START Extract provided

SMRs and AMRs

Sunday, April 24, 2011

The Crash and Burn of an Autism Guru

CENTER OF CONTROVERSY Andrew Wakefield with his wife, Carmel, in London, after a disciplinary-panel hearing of the General Medical Council in January 2010.

By SUSAN DOMINUS
New York Times Magazine

As people streamed into Graceview Baptist Church in Tomball, Tex., early one Saturday morning in January, two armed guards stood prominently just inside the doorway of the sanctuary. Their eyes scanned the room and returned with some frequency to a man sitting near the aisle, whom they had been hired to protect.

The man, Andrew Wakefield, dressed in a blazer and jeans and peering through reading glasses, had a mild professorial air. He tapped at a laptop as the room filled with people who came to hear him speak; he looked both industrious and remote. Broad-shouldered and fair at 54, he still has the presence of the person he once was: a conventional winner, the captain of his medical school’s rugby team, the head boy at the private school he attended in England. Wakefield was a high-profile but controversial figure in gastroenterology research at the Royal Free Hospital in London when, in 1998, he upended his career path — and more significant, the best-laid plans of public-health officials — by announcing at a press conference that he had concerns about the safety of the measles-mumps-rubella vaccine (M.M.R.) and its relationship to the onset of autism.

END Extract provided
START Entries provided

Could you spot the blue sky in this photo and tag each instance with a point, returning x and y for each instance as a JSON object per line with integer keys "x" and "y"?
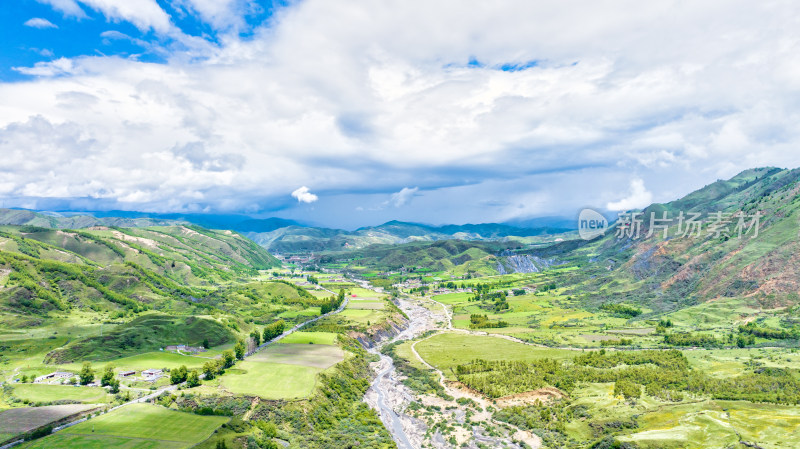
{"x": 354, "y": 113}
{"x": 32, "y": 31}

END Entries provided
START Entries provided

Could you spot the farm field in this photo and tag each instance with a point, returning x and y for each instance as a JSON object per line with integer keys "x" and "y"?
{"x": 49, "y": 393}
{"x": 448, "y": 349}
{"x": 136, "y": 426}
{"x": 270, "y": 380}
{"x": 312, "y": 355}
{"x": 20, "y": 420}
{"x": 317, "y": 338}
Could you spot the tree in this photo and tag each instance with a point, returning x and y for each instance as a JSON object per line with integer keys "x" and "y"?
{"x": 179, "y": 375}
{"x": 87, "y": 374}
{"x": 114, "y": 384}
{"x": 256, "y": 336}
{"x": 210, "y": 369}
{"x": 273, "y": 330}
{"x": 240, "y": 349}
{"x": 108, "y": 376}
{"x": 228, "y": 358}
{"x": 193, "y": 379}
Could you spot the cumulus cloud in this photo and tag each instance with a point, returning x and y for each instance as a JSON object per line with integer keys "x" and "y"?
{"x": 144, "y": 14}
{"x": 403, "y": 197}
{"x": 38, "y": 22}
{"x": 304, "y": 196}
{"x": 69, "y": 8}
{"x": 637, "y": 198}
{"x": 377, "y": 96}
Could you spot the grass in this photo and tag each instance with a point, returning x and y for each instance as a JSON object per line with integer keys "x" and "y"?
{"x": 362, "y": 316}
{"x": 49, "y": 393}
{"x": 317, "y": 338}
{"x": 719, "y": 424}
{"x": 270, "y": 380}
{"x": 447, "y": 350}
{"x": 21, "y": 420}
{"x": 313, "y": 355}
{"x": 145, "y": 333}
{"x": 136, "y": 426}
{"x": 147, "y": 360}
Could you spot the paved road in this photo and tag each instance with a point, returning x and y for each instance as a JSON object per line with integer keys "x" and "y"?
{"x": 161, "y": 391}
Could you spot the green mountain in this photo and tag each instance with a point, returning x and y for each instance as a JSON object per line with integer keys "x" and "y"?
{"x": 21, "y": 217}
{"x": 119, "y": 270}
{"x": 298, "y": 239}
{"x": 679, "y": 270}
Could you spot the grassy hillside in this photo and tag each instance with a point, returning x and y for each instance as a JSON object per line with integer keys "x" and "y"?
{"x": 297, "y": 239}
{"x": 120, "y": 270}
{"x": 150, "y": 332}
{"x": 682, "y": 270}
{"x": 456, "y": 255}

END Entries provided

Tasks:
• 1. Answer these questions from the article about Andrew Wakefield:
(a) In which town was Graceview Baptist Church located?
(b) How old was Wakefield at the time of the church event?
(c) At which hospital was Wakefield working as a gastroenterology researcher in 1998?
• 2. Condense the paragraph of the article about Andrew Wakefield that begins "The man, Andrew Wakefield, dressed in a blazer" into a bulleted list of its main facts.
• 3. Continue the article about Andrew Wakefield, picking up after its final sentence.

Responses per task:
• 1.
(a) Tomball, Tex.
(b) 54
(c) The Royal Free Hospital in London

• 2.
- Wakefield wore a blazer, jeans and reading glasses and had a mild professorial air.
- He worked on a laptop as the room filled with people who had come to hear him speak, and he looked both industrious and remote.
- At 54, he was broad-shouldered and fair and still had the presence of a conventional winner.
- He had been captain of his medical school's rugby team and head boy at the private school he attended in England.
- He was a high-profile but controversial gastroenterology researcher at the Royal Free Hospital in London.
- In 1998, he upended his career path, and the plans of public-health officials, by announcing at a press conference his concerns about the safety of the M.M.R. vaccine and its relationship to the onset of autism.

• 3.
Although Wakefield did not claim to have proved that the M.M.R. vaccine (typically given to children at 12 to 15 months) caused autism, his concerns, not his caveats, ricocheted around the world. His belief, based on a paper he wrote about 12 children, is that the three vaccines, given together, can alter a child’s immune system, allowing the measles virus in the vaccine to infiltrate the intestines; certain proteins, escaping from the intestines, could then reach and harm neurons in the brain. Few theories have drawn so much attention and, in turn, so much refutation: a 2003 paper in The Archives of Pediatrics and Adolescent Medicine, which reviewed a dozen epidemiological studies, concluded that there was no evidence of an association between autism and M.M.R., and studies in peer-reviewed journals since have come to the same conclusion. In Britain, the General Medical Council revoked Wakefield’s medical license after a lengthy hearing, citing numerous ethical violations that tainted his work, like failing to disclose financing from lawyers who were mounting a case against vaccine manufacturers. The Lancet, which published the original Wakefield paper, retracted it. In a series that ran early this year, The British Medical Journal concluded that the research was not just unethically financed but also “fraudulent” (that timelines were misrepresented, for example, to suggest direct culpability of the vaccine).